■ THE PROBLEM
Omitting the pictures, output all of the records precisely as written.

■ Point-per-instance localization data
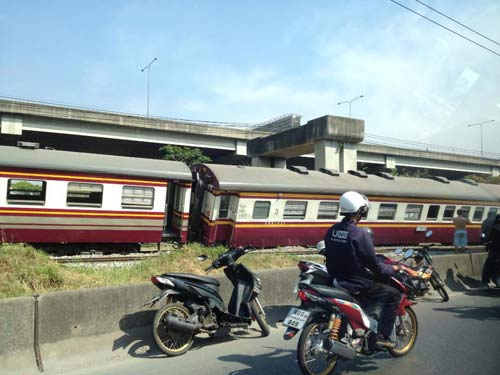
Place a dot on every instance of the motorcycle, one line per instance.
(428, 275)
(192, 304)
(334, 325)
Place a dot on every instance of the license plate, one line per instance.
(296, 318)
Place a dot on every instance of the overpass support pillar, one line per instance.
(335, 155)
(11, 125)
(390, 161)
(241, 148)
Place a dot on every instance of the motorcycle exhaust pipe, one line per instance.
(342, 350)
(174, 322)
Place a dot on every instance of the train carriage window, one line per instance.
(433, 212)
(387, 211)
(295, 210)
(261, 209)
(137, 197)
(465, 211)
(478, 214)
(449, 211)
(328, 210)
(83, 194)
(26, 191)
(492, 211)
(224, 206)
(413, 212)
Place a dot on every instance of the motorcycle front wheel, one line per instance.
(313, 357)
(260, 317)
(170, 341)
(438, 285)
(406, 327)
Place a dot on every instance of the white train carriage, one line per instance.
(59, 197)
(266, 207)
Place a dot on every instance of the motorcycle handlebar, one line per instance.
(208, 269)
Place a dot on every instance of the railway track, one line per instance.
(99, 258)
(129, 258)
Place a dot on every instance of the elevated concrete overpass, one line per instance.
(334, 142)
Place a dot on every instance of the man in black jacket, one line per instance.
(350, 256)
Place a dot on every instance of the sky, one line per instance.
(249, 62)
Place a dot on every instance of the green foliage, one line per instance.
(187, 155)
(26, 271)
(484, 179)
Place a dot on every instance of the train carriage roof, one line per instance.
(15, 157)
(258, 179)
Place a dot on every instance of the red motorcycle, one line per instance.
(334, 325)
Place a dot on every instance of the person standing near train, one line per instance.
(491, 265)
(460, 235)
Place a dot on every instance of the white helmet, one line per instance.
(352, 203)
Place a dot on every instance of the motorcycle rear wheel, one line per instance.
(438, 285)
(312, 357)
(170, 341)
(260, 317)
(405, 336)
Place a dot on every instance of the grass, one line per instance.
(26, 271)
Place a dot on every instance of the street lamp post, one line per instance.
(350, 101)
(142, 70)
(480, 124)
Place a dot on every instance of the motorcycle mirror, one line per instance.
(320, 246)
(408, 253)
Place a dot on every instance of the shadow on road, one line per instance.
(473, 312)
(257, 364)
(138, 337)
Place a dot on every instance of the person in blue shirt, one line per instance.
(351, 261)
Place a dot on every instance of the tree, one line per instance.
(187, 155)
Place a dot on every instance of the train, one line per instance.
(56, 199)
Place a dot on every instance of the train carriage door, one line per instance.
(174, 211)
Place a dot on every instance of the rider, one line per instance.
(350, 252)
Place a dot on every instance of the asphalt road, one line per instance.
(461, 336)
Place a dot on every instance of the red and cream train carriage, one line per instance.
(268, 207)
(49, 196)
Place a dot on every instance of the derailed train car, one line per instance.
(267, 207)
(83, 200)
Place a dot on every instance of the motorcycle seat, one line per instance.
(191, 277)
(331, 291)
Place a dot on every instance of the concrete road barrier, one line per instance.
(107, 323)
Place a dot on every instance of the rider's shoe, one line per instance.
(384, 343)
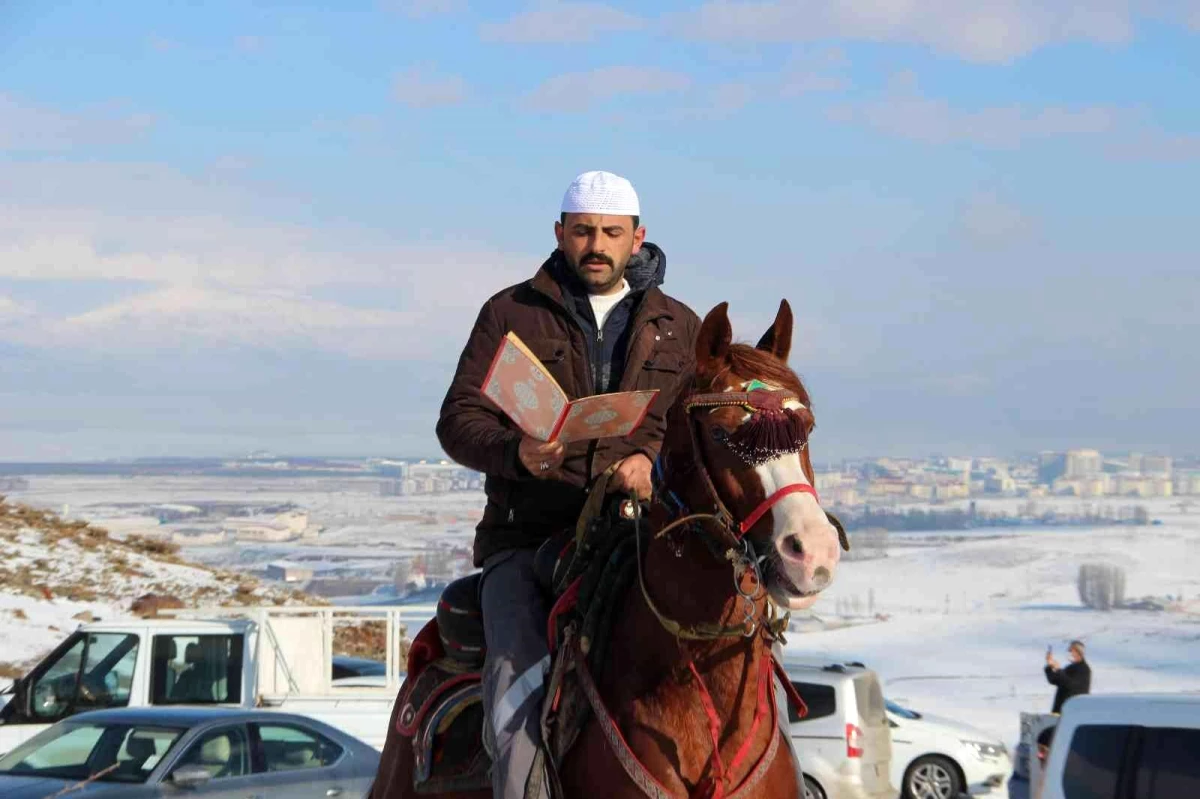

■ EXPECTED OUTPUT
Place a dot on every instance of the motorcycle, one line per instance.
(428, 275)
(192, 304)
(334, 325)
Place a dot on every instance of the license plate, one line per instance.
(296, 318)
Place a dot on every instance of the overpass support pillar, one line per instance.
(335, 155)
(11, 125)
(390, 161)
(241, 148)
Place a dot on every instance of the motorcycle exhaust pipe, one line per instance.
(342, 350)
(174, 322)
Place a dot on every instance of the train carriage window, one line per instance.
(433, 212)
(387, 211)
(295, 210)
(261, 209)
(137, 197)
(465, 211)
(478, 214)
(449, 211)
(328, 210)
(83, 194)
(26, 191)
(492, 211)
(224, 206)
(413, 212)
Place a dot on every instance of the motorcycle front wheel, one line per instance.
(313, 357)
(260, 317)
(170, 341)
(438, 285)
(406, 327)
Place a dot on every instance of the white train carriage, one line per instance.
(59, 197)
(266, 207)
Place a dot on every instance of the motorcycle handlebar, one line per instance.
(208, 269)
Place a dot on every instance of the railway track, one line per instance.
(99, 258)
(129, 258)
Place a dot on every instance of the elevated concrete overpass, one line per instance.
(334, 142)
Place a dot on every instance of the man in black jacket, one line per instance.
(350, 256)
Place a dot on every instance of the sky, one line per instance.
(249, 62)
Place a dot on every instance of the green foliage, one line per instance.
(187, 155)
(26, 271)
(484, 179)
Place a dot on every instance of the train carriage roof, one line per instance.
(15, 157)
(258, 179)
Place a dot on every instance of the red motorcycle, one line per instance.
(334, 325)
Place a dot on every instance of the person standing near train, one line per instance.
(491, 265)
(460, 235)
Place a dot on every instance of the white helmet, one line per instance.
(352, 203)
Place a dot on every instance of the motorcycle rear wheel, one line per instance.
(438, 285)
(312, 357)
(170, 341)
(260, 317)
(405, 336)
Place a dot on every instance of the grass, one line per instance.
(26, 271)
Place a dot on every instance of the street lamp post, one line per instance.
(350, 101)
(142, 70)
(480, 124)
Place a dot on every instance of the motorcycle mirror, one line per instance.
(320, 246)
(408, 253)
Place a dot on every instance of the shadow on road, one line per instance.
(473, 312)
(257, 364)
(138, 337)
Place a dot on every instance of the person in blue shirt, one line per instance.
(351, 261)
Place a dot on every instance of the tree, one line per instance.
(187, 155)
Place a dot on every instance of the train, one line per instance.
(56, 199)
Place a dot on every instance of the train carriage door, one line per instance.
(174, 211)
Place a dot on every instance of the rider, one line per instance.
(350, 252)
Place a dot on every instance of the asphalt road, one line per instance.
(461, 336)
Place a dot on every instance of the red and cream train carriage, one line per instance.
(268, 207)
(49, 196)
Place a dot on every instance of the derailed train car, one line per instance.
(267, 207)
(83, 200)
Place a dot on every instance of the motorcycle seat, one line per instance.
(191, 277)
(331, 291)
Place a dot on every instance of the concrete road barrier, one line per instance.
(107, 323)
Place a dot on every instance of the rider's shoe, one line per instance.
(384, 343)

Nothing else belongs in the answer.